→ **What you should do**: Your answer consists of the lines in the data that contain "rustic". Copy each of them.

→ **Study material**:
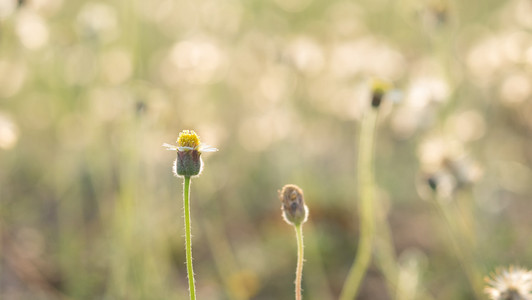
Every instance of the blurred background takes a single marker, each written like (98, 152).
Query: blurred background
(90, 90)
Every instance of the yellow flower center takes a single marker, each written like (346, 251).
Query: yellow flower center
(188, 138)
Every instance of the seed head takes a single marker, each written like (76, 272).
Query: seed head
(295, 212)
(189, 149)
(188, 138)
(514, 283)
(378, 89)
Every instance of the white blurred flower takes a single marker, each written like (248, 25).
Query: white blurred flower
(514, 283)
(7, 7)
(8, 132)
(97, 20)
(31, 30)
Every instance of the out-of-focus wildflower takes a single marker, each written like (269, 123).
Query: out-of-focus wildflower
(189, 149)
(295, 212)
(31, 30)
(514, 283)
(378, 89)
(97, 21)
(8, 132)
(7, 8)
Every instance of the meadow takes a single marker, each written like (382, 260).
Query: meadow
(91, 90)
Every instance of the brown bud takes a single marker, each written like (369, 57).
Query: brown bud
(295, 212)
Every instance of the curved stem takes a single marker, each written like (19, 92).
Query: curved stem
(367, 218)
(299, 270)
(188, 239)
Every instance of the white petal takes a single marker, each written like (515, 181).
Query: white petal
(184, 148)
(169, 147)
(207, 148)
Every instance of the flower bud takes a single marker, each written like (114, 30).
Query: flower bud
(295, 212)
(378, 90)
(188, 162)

* * *

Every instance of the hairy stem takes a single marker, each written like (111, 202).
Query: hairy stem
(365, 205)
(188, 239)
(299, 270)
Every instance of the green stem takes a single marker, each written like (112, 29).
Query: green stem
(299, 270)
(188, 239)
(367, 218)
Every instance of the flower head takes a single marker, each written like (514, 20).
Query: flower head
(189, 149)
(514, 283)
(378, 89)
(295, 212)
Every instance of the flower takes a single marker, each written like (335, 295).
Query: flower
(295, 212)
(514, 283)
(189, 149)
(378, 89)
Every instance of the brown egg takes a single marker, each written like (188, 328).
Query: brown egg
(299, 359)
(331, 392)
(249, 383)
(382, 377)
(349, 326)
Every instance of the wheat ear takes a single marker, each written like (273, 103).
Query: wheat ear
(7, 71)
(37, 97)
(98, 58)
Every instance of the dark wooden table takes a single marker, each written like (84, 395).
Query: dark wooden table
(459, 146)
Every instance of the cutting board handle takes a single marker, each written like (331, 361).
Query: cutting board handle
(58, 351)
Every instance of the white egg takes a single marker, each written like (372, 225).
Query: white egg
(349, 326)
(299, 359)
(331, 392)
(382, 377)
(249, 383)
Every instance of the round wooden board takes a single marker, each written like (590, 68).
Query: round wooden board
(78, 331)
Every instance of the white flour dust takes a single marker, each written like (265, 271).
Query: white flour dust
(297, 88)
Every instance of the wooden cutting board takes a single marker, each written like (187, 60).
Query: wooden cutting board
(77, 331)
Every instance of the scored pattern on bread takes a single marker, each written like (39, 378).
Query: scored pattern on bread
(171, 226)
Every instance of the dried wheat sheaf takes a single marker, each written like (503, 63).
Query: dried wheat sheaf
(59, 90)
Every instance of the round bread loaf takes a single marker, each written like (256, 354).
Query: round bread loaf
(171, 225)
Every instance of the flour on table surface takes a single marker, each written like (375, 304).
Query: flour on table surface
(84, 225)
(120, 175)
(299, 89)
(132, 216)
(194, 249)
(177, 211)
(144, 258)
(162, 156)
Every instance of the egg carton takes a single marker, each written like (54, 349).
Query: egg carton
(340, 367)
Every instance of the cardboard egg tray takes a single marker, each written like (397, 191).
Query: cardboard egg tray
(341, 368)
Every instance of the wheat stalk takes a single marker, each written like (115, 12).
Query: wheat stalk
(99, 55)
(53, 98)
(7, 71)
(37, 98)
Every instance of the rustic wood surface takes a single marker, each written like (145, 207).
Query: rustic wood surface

* * *

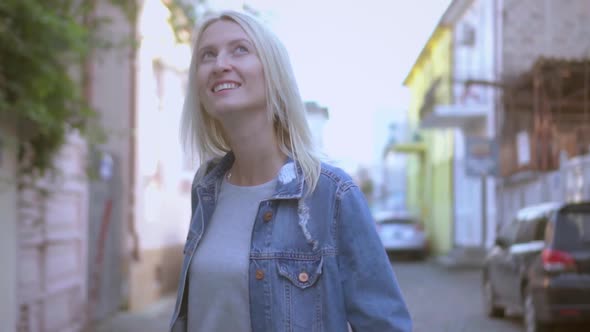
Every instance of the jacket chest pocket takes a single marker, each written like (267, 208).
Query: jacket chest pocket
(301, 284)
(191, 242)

→ **Your response**:
Every instance of the rustic wood surface takes a single marker, each written like (145, 207).
Query: rustic wood surface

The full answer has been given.